[Position annotation records]
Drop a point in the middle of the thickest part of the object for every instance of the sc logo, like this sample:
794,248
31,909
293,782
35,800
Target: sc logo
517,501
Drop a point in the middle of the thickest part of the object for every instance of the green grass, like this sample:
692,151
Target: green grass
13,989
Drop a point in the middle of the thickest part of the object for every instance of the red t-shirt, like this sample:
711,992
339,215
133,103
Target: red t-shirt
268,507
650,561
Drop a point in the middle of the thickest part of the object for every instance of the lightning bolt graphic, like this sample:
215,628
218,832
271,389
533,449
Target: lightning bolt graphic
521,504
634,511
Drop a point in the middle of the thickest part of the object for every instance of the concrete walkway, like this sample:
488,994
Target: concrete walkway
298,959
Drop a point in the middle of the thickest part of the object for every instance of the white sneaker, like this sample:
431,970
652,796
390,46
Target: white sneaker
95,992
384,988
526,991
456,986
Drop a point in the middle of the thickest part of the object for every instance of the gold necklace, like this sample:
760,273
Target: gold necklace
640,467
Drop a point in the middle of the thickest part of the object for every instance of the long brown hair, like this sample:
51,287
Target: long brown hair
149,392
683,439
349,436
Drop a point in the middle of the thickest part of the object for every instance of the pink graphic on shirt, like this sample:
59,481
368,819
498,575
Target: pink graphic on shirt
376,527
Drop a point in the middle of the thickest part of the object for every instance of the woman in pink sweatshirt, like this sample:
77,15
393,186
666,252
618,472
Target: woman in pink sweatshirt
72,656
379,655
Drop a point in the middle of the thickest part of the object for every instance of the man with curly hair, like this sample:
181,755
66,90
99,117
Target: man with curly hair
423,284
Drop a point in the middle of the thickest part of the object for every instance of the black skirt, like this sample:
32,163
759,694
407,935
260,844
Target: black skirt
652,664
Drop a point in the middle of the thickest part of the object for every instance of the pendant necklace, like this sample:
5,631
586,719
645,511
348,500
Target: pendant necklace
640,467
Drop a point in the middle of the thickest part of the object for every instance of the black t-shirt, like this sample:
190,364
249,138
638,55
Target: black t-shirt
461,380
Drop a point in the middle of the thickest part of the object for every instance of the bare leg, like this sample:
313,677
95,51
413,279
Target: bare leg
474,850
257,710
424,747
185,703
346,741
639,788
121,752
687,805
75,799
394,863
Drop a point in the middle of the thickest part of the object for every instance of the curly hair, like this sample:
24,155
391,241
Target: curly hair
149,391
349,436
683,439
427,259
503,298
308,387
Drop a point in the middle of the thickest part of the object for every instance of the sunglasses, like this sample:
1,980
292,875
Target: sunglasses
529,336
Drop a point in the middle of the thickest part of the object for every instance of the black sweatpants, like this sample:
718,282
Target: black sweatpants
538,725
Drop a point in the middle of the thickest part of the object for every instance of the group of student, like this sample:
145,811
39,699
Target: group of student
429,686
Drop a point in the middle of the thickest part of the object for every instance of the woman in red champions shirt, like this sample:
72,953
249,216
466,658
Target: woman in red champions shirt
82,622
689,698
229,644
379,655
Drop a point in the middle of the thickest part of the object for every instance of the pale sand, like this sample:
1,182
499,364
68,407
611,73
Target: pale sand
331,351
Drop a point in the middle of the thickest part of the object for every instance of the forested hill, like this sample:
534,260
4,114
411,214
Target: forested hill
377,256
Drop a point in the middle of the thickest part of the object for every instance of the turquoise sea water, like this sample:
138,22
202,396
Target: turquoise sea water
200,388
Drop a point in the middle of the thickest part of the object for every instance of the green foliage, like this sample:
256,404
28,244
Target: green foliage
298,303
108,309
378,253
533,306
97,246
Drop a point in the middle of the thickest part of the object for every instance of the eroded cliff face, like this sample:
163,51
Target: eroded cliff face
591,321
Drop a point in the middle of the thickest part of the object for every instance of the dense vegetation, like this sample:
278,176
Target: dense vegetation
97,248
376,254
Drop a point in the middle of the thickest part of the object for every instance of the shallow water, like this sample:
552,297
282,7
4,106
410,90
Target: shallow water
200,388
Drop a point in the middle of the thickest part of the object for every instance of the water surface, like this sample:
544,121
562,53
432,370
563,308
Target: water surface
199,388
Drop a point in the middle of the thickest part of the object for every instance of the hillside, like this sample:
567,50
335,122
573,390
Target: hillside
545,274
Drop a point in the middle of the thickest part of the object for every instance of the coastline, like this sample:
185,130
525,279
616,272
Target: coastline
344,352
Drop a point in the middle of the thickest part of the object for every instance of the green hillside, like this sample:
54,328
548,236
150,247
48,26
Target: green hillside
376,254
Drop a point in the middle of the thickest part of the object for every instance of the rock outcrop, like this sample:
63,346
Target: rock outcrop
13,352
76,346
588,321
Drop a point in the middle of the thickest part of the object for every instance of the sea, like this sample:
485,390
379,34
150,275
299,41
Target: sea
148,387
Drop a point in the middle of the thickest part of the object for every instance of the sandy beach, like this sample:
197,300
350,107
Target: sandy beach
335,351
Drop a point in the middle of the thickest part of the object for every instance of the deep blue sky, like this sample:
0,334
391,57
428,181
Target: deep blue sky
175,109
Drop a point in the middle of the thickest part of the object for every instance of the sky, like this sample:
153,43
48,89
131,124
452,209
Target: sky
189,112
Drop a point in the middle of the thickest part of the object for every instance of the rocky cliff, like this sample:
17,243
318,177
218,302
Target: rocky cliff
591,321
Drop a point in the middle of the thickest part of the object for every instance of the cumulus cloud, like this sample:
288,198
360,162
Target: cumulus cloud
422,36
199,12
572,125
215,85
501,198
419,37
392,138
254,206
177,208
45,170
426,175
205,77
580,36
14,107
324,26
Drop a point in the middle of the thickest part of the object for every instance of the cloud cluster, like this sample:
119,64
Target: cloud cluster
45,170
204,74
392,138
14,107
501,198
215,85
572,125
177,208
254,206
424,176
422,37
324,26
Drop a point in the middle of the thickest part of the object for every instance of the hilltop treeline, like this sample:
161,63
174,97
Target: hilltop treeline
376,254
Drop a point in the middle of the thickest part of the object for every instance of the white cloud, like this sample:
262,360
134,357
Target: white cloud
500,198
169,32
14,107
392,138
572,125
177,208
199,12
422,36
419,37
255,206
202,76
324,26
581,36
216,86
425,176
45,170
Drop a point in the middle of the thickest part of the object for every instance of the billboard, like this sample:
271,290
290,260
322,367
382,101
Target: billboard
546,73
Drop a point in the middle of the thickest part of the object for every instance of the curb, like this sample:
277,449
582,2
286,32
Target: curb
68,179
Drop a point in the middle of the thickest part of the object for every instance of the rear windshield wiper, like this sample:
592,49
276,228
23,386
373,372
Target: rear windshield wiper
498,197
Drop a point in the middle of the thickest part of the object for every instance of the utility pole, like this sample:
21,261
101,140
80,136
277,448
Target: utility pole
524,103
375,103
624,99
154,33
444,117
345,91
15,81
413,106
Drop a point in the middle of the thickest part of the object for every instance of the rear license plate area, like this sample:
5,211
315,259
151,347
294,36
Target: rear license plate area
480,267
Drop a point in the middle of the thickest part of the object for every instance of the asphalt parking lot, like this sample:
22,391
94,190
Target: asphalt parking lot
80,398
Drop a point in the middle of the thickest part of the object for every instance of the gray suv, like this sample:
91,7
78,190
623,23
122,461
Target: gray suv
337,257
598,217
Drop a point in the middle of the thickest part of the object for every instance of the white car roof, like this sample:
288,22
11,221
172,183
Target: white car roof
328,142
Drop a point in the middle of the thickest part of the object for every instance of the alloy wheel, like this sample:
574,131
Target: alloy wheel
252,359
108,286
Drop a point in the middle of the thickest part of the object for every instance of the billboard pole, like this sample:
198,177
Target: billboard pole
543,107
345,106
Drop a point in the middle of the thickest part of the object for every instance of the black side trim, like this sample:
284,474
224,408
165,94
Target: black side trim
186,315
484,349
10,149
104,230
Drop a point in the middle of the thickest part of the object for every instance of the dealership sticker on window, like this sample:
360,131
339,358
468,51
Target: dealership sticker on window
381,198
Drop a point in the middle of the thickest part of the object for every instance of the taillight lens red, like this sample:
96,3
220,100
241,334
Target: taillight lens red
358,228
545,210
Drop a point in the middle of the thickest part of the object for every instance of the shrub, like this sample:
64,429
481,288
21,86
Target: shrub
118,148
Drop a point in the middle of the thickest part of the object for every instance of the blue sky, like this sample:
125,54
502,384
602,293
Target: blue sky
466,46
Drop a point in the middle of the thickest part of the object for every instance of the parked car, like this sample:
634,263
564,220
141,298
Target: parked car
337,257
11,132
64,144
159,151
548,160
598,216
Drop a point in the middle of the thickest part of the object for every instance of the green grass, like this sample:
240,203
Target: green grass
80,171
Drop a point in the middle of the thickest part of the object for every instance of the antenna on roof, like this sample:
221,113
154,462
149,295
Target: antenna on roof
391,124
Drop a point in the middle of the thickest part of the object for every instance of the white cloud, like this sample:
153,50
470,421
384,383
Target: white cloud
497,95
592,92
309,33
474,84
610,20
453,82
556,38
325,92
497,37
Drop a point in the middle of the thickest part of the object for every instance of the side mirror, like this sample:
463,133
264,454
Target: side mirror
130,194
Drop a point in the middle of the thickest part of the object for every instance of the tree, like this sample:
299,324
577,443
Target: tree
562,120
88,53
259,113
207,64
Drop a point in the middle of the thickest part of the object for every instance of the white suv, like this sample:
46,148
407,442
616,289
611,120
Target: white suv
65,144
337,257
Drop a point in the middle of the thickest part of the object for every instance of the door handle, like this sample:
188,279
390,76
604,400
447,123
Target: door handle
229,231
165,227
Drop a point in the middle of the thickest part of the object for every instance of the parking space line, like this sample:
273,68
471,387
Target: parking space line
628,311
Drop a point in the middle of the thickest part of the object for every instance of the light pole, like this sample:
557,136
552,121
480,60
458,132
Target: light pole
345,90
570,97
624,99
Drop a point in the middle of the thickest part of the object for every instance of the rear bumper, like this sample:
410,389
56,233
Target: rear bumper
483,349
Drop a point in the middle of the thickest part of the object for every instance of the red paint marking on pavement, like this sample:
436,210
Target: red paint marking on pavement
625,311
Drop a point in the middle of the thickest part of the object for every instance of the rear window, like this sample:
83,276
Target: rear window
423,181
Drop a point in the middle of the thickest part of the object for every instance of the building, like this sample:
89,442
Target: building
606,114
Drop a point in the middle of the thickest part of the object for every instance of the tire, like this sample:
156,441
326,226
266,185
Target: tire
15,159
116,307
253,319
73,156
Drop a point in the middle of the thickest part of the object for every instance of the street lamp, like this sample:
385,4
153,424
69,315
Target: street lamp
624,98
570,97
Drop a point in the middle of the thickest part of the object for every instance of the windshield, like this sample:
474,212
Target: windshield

• Exercise aim
Return only the lines running from the line with "of the door" to the last line of the records, both included, exactly as written.

• Task result
Drop a point in the middle of the thickest part of the object for every instance of the door handle, like this sample:
188,279
390,76
604,400
447,123
Target: door handle
229,231
165,227
Drop a point in the middle of the thickest part of the object for every instance of the parking space line, like this sample:
273,68
471,387
Target: parking space line
628,311
Drop a point in the middle of the thickest part of the object for every instance of the light pole, like this sample:
557,136
552,121
480,60
458,132
Target: light pole
345,90
570,97
624,99
Drop a point in the middle of the thickest part of the object for every instance of the rear bumper, like this sample:
410,389
56,233
Target: rear bumper
483,349
Drop a point in the middle of the thickest part of the object for every instance of the red paint marking on pavement, like this sample:
436,210
Target: red paint marking on pavement
625,311
Drop a point in the middle of the thickest part of the object for every instance of the rear window, like this sample:
83,276
Target: rear window
423,181
Drop a point in the middle of the thickest part of the object for every instance of the building, like this sample:
89,442
Target: building
606,114
Drop a point in the middle of the thickest part of the object for every instance of the tire, like this sample:
156,441
326,226
266,185
Target: tire
15,159
116,307
253,319
73,156
Drop a point in the middle of the thickest part of the object for every instance of the street lamp, like this sample:
385,4
153,424
69,315
Target: street lamp
624,98
570,97
Drop a point in the middle of the thickest part of the object for every instance of the windshield, like this sample:
474,212
Target: windshield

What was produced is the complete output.